(TEXTE PRÉSENTÉ):
┌──
L’Eté indien

aff film_7.jpgOn sait que les romans d’Olivier Adam sont traversés par la thématique des relations familiales douloureuses et difficiles et, plus précisément, par le rapport au père souvent conflictuel. Sa littérature choisit également comme cadre récurrent les bords de mer et les régions de l’Ouest. En collaborant à  l’écriture du scénario de L’Eté indien aux côtés du cinéaste niçois Alain Raoust, il retrouve ses thèmes de prédilection et abandonne ses repères géographiques pour ceux qui irriguent l’oeuvre rare et exigeante du réalisateur de La Cage : la montagne des Alpes de Haute-Provence.

René habite à  La Foux d’Allos, une station de ski du Haut-Verdon dans laquelle il survit grâce à  différents petits boulots : la maintenance des téléphériques, la surveillance des gamins à  la sortie de l’école. Homme solitaire, brisé par une vie qui ne lui a apporté que du malheur et qu’il s’accuse de ne pas avoir su prendre en main, René ne semble plus vivre que pour sa fille Suzanne qu’il a élevée seul depuis treize ans. Celle-ci travaille à  Marseille et remonte régulièrement à  la station pour retrouver son petit ami Camille.

Le malaise s’installe très vite face à  cet homme taiseux et bourru, détenteur d’un secret pesant que l’arrivée d’une lettre vient raviver. A la fois presque antipathique dans ses manières brusques et infiniment touchant dans la fragilité dépressive qu’il manifeste, René est un personnage complexe. Tour à  tour protecteur et persécuteur de sa fille dont il jalouse la vie et les désirs d’émancipation qui ne manqueront pas de l’éloigner de lui, René nourrit contre lui-même une haine destructrice que plus rien ne semble pouvoir endiguer. Même la révélation du lourd secret dans une scène tendue à  se rompre ne sera pas libératrice. L’homme cassé, de plus en plus blessé au sens propre comme figuré, communique avec une difficulté croissante : mutisme prolongé, comportement délirant envers son futur gendre et un touriste hébété à  qui il fait lire à  haute voix la missive fatidique.
└──
(EXERCICE A): Recopiez fidèlement le passage de la critique de film qui va de « Le malaise s’installe » jusqu’à « la missive fatidique. » inclus.
(EXERCICE B): Dans les enregistrements, présentez sous forme de tableau Markdown à deux colonnes, « Numéro » et « Ligne », les lignes allant de la ligne contenant « Detect the speaker » jusqu’à la ligne contenant « left=5, top=195, right=48, bottom=297 » incluse, sans les lignes vides.

(DONNÉES À TRAITER):
┌──
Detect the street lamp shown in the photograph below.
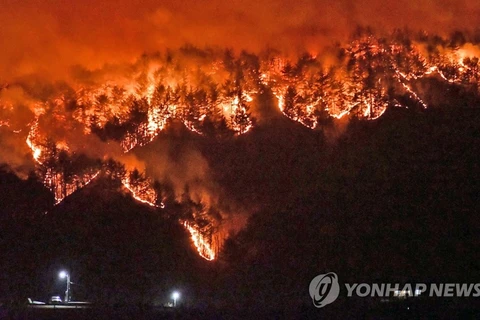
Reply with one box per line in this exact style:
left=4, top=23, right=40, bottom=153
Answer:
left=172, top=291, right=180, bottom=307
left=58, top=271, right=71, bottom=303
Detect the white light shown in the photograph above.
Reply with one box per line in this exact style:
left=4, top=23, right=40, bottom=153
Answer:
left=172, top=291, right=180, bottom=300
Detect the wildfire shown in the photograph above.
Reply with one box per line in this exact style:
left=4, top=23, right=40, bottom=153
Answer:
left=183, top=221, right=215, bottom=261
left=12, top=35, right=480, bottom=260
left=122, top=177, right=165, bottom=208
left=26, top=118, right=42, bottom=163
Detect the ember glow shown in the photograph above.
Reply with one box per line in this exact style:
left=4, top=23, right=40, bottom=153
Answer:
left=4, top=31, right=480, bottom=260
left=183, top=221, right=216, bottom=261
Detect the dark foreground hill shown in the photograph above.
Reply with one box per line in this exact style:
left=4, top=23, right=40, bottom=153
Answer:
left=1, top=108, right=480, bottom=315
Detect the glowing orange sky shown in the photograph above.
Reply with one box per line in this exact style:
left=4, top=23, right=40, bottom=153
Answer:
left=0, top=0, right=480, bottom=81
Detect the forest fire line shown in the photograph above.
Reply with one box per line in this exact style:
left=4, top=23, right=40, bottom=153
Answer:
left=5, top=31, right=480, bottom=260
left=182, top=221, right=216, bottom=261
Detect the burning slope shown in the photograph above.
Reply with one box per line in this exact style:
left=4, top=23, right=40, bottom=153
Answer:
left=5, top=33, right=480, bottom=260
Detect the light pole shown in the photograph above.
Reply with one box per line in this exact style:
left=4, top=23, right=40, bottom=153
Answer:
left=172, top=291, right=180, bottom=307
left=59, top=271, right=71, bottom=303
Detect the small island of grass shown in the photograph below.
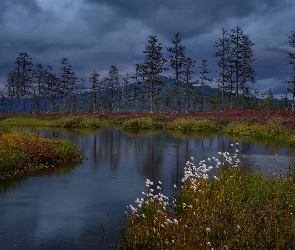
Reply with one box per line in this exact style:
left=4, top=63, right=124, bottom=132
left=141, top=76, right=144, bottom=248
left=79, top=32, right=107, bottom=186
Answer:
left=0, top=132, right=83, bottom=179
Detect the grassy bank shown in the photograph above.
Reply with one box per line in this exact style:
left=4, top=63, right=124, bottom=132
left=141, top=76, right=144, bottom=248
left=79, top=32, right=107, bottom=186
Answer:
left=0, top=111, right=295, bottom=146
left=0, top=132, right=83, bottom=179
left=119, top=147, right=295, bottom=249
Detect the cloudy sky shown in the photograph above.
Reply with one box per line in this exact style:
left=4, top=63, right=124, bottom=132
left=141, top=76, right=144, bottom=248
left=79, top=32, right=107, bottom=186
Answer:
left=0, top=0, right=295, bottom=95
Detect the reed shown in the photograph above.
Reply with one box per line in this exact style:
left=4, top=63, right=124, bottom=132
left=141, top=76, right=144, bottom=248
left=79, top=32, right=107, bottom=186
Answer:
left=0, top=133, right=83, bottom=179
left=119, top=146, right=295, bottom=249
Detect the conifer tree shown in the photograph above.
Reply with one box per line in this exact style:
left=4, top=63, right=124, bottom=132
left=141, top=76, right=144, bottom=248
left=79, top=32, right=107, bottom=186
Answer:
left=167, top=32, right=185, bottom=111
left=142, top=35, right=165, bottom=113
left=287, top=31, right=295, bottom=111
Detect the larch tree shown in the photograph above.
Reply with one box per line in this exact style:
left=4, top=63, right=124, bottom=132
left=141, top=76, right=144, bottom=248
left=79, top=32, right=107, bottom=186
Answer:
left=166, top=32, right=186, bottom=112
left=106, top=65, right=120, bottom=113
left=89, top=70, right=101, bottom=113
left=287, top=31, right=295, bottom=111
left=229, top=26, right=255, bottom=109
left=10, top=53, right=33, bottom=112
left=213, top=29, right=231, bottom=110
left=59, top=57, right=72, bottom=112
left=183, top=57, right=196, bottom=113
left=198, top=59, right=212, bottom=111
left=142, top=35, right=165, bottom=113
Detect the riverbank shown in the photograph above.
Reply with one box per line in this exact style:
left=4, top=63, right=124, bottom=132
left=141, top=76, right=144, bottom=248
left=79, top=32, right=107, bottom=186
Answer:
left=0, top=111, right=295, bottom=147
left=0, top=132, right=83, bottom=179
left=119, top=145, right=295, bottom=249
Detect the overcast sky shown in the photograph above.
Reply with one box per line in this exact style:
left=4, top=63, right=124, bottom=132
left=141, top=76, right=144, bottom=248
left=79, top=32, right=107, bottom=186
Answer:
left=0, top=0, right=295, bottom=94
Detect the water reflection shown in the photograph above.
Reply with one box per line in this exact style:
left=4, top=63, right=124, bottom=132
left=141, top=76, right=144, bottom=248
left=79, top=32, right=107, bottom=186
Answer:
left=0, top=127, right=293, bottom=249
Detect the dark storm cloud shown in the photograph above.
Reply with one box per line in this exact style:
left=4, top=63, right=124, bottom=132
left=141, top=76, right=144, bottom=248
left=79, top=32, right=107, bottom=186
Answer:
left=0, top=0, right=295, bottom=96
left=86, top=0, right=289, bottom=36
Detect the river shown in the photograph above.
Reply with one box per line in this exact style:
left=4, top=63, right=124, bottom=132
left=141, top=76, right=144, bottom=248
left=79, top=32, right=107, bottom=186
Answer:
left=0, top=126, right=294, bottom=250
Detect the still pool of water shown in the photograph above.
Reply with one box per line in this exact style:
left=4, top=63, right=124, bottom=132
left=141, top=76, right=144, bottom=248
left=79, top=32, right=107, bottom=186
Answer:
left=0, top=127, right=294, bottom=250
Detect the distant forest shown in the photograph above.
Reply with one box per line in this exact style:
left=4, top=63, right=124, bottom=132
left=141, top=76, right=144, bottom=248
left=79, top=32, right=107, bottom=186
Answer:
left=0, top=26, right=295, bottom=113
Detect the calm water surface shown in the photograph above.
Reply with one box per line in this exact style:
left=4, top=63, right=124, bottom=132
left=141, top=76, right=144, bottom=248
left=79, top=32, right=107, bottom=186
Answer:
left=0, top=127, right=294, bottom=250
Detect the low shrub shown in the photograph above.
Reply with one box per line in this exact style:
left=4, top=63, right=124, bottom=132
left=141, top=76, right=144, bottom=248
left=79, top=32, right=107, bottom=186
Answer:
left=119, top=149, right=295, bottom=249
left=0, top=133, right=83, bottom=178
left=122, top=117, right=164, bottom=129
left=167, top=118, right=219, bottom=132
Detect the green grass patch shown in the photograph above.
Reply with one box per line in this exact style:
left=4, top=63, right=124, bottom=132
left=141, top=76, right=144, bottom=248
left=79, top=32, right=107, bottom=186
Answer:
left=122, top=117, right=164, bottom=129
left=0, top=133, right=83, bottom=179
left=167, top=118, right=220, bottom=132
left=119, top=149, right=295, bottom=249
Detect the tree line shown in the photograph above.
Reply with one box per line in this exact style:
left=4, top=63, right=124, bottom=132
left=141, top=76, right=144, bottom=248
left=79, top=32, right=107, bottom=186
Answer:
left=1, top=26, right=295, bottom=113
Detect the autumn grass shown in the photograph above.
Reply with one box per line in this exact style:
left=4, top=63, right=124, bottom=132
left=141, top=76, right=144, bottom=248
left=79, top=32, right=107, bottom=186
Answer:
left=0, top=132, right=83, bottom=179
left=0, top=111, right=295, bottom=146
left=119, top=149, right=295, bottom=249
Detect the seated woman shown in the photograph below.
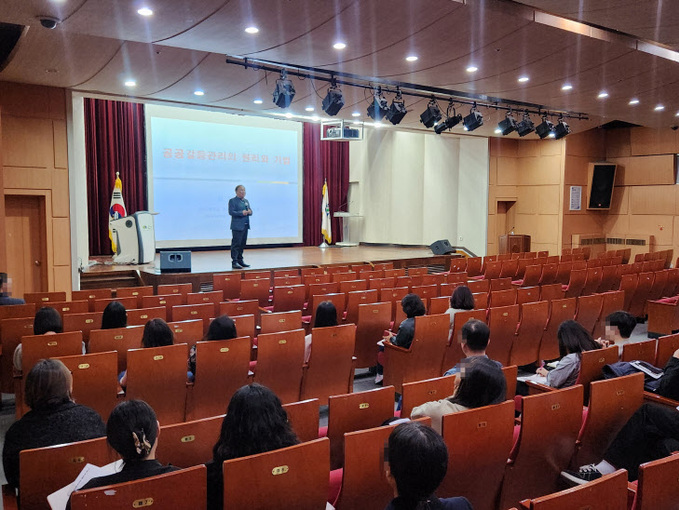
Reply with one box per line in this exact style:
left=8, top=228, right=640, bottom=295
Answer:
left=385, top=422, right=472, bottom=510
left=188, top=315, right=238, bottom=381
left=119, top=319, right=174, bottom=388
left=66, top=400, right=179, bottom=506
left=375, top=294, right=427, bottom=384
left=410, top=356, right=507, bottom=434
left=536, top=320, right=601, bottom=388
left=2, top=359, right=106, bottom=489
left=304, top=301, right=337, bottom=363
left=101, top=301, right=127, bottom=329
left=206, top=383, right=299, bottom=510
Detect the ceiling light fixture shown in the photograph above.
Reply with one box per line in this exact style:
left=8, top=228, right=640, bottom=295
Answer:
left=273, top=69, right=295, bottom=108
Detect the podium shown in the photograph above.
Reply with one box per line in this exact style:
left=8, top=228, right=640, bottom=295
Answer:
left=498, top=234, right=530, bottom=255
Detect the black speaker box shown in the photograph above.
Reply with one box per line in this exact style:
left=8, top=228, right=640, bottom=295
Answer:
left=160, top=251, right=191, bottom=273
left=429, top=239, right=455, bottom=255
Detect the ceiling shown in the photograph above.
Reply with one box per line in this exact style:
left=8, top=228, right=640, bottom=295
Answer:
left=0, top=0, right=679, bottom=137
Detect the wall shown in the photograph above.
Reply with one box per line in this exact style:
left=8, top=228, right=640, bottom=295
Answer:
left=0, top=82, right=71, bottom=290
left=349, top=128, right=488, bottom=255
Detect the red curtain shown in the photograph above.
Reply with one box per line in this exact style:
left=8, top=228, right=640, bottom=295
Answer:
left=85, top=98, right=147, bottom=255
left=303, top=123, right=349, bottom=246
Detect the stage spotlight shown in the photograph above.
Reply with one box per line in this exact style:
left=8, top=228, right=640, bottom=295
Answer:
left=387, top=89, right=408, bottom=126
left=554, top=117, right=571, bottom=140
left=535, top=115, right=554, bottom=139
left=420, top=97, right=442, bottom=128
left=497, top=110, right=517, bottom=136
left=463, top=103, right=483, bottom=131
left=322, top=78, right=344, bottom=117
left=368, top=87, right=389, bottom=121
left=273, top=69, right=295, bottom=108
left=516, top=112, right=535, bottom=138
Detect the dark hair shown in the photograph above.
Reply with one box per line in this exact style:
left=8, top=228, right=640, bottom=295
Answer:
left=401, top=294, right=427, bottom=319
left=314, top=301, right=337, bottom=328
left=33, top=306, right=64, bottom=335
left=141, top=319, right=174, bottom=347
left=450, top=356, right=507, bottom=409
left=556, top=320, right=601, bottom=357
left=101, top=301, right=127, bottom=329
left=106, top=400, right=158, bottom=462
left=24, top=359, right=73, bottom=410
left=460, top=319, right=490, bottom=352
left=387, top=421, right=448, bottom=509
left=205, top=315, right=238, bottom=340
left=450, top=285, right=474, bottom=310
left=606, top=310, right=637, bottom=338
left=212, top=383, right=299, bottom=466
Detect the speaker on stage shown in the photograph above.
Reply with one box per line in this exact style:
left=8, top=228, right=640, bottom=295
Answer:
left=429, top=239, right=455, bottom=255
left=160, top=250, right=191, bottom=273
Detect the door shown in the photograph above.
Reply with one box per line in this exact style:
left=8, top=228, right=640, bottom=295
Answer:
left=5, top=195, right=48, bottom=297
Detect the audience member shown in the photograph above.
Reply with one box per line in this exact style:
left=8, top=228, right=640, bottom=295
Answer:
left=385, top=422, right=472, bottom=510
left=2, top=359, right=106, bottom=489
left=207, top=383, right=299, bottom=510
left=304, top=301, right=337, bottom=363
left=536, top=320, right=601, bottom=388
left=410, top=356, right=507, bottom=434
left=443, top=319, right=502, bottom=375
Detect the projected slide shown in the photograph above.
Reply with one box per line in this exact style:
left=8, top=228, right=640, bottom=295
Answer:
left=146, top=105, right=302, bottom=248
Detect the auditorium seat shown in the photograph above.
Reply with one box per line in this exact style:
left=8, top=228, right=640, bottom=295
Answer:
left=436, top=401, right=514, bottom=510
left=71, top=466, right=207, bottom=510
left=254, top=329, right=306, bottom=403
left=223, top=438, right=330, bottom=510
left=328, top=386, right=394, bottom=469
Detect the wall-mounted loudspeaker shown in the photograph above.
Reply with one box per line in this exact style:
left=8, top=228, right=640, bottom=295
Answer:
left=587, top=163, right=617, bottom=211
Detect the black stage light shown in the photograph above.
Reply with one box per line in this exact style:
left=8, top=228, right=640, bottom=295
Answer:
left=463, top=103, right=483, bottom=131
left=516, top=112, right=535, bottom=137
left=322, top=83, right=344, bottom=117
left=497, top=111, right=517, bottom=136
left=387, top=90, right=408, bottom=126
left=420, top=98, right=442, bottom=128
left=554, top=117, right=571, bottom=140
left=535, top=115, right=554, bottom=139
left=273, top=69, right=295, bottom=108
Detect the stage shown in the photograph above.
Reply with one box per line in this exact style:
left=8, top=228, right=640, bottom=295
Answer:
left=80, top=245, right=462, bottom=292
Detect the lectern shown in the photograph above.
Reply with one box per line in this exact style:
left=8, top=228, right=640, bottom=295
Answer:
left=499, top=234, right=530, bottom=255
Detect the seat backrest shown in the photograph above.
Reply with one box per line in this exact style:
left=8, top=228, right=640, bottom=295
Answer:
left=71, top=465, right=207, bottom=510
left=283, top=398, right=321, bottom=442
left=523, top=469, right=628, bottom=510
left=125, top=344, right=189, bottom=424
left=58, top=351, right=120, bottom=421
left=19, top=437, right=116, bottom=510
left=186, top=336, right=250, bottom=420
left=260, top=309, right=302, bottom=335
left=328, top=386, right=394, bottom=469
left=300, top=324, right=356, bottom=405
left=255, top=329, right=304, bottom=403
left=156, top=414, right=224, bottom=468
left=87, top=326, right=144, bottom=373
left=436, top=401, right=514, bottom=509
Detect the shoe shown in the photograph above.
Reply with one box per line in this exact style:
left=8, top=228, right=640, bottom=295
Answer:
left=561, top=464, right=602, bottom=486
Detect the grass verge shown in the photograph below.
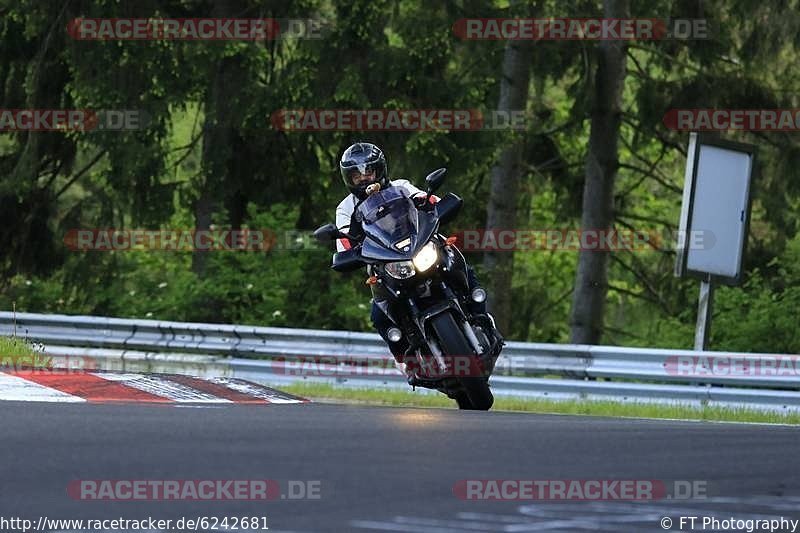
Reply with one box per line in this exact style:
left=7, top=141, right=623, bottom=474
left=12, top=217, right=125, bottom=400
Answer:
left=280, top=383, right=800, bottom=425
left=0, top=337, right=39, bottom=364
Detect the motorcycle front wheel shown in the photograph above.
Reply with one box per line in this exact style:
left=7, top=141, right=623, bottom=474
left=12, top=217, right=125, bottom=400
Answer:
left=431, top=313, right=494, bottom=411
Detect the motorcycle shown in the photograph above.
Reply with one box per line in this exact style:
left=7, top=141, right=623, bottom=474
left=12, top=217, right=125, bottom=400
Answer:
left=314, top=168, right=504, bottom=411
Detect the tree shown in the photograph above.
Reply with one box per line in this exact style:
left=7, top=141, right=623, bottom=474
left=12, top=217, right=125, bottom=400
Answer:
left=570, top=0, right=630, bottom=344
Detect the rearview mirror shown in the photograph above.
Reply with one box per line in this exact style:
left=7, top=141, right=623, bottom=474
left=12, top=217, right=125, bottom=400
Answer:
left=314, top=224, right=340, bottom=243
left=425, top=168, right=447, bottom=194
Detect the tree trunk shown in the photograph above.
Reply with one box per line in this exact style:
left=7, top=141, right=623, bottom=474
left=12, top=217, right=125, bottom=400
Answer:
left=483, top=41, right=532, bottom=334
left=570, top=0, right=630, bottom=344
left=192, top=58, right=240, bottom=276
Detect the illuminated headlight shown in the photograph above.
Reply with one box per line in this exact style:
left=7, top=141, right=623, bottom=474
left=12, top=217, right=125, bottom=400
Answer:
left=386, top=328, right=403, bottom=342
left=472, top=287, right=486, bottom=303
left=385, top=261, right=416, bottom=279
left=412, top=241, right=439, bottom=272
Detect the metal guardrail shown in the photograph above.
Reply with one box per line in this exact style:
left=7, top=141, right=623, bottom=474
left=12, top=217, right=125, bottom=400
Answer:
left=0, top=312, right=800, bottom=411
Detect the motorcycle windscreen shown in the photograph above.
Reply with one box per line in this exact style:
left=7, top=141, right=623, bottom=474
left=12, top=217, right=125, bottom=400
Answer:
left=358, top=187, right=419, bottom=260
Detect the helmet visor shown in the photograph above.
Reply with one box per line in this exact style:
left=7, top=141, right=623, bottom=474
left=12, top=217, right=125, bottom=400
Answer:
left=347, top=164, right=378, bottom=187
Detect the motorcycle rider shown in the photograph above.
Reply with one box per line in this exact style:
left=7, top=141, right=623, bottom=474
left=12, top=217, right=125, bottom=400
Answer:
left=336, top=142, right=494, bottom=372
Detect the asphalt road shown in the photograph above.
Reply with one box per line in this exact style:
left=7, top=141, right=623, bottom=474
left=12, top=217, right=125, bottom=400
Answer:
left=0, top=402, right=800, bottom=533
└──
(RÉPONSE COMPLÈTE A):
Le malaise s’installe très vite face à  cet homme taiseux et bourru, détenteur d’un secret pesant que l’arrivée d’une lettre vient raviver. A la fois presque antipathique dans ses manières brusques et infiniment touchant dans la fragilité dépressive qu’il manifeste, René est un personnage complexe. Tour à  tour protecteur et persécuteur de sa fille dont il jalouse la vie et les désirs d’émancipation qui ne manqueront pas de l’éloigner de lui, René nourrit contre lui-même une haine destructrice que plus rien ne semble pouvoir endiguer. Même la révélation du lourd secret dans une scène tendue à  se rompre ne sera pas libératrice. L’homme cassé, de plus en plus blessé au sens propre comme figuré, communique avec une difficulté croissante : mutisme prolongé, comportement délirant envers son futur gendre et un touriste hébété à  qui il fait lire à  haute voix la missive fatidique.

(RÉPONSE COMPLÈTE B):
| Numéro | Ligne |
|---|---|
| 1 | Detect the speaker on stage shown in the photograph above. |
| 2 | Reply with one box per line in this exact style: |
| 3 | left=8, top=228, right=640, bottom=295 |
| 4 | Answer: |
| 5 | left=429, top=239, right=455, bottom=255 |
| 6 | left=160, top=250, right=191, bottom=273 |
| 7 | Detect the door shown in the photograph above. |
| 8 | Reply with one box per line in this exact style: |
| 9 | left=8, top=228, right=640, bottom=295 |
| 10 | Answer: |
| 11 | left=5, top=195, right=48, bottom=297 |